◆ **THE PROBLEM**:
Which lines of the listing below contain the word "canopy"? Find each one and copy it out in full.

◆ **GIVEN DATA**:

»»

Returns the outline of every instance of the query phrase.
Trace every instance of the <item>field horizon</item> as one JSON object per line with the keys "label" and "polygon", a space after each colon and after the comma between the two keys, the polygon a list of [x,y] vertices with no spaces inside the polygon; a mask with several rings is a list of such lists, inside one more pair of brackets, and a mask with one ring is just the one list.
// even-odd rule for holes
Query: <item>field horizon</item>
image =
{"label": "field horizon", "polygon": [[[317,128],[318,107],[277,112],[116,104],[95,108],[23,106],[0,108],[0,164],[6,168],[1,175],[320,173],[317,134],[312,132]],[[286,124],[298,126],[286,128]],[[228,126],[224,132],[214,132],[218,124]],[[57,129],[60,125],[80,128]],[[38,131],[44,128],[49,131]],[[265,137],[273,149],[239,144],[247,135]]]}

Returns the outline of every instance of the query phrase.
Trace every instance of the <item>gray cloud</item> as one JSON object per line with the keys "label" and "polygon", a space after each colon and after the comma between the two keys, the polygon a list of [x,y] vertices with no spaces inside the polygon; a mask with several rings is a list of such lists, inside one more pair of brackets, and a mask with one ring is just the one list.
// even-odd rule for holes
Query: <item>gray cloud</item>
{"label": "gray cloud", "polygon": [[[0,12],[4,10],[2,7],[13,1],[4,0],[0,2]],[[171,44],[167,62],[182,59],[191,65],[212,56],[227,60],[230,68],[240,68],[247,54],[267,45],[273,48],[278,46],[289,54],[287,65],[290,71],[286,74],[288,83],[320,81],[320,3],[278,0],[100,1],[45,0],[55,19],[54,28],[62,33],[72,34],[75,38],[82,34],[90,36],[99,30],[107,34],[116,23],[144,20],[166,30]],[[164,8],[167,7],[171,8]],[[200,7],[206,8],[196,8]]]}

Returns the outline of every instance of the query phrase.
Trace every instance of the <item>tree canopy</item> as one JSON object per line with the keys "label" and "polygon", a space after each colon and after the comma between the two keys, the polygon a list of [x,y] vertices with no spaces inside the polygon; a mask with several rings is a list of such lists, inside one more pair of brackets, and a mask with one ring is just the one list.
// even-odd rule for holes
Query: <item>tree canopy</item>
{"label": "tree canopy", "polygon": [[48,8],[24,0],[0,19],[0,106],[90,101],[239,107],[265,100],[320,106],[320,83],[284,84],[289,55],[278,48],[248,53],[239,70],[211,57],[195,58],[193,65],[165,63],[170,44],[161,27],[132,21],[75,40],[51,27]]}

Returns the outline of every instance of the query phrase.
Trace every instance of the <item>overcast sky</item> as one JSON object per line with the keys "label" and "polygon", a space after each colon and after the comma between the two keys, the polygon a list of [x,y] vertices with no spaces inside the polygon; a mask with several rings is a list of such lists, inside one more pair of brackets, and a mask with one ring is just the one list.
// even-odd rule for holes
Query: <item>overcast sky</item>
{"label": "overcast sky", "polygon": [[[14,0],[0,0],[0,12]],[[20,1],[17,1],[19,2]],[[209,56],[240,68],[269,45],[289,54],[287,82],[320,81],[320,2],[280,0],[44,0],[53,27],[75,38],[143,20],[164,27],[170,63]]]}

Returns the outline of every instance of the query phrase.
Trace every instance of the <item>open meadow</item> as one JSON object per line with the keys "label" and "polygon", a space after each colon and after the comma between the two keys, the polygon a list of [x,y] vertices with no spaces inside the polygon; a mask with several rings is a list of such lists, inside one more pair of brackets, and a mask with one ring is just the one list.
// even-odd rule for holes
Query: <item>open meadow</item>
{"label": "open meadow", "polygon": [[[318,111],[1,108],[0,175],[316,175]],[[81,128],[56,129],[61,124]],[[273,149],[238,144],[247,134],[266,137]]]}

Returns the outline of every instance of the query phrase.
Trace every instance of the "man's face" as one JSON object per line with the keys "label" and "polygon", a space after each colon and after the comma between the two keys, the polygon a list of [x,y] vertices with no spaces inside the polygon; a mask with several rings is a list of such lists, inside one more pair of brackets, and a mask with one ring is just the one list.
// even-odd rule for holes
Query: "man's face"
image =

««

◆ **RESULT OF THIS EXERCISE**:
Trace every instance of the <item>tree canopy</item> as one JSON object per line with the keys "label" and "polygon", a space after each colon and after the comma between the two keys, the polygon a list of [x,y] vertices with no spaces inside the polygon; a mask with several rings is a list of such lists, inside one more pair of brackets, and a mask with one ring is just the one list.
Query: <item>tree canopy</item>
{"label": "tree canopy", "polygon": [[48,8],[24,0],[0,19],[0,106],[90,101],[239,107],[265,100],[320,106],[320,83],[284,84],[289,55],[278,48],[248,53],[239,70],[211,57],[195,58],[193,65],[165,63],[170,44],[161,27],[132,21],[75,40],[51,27]]}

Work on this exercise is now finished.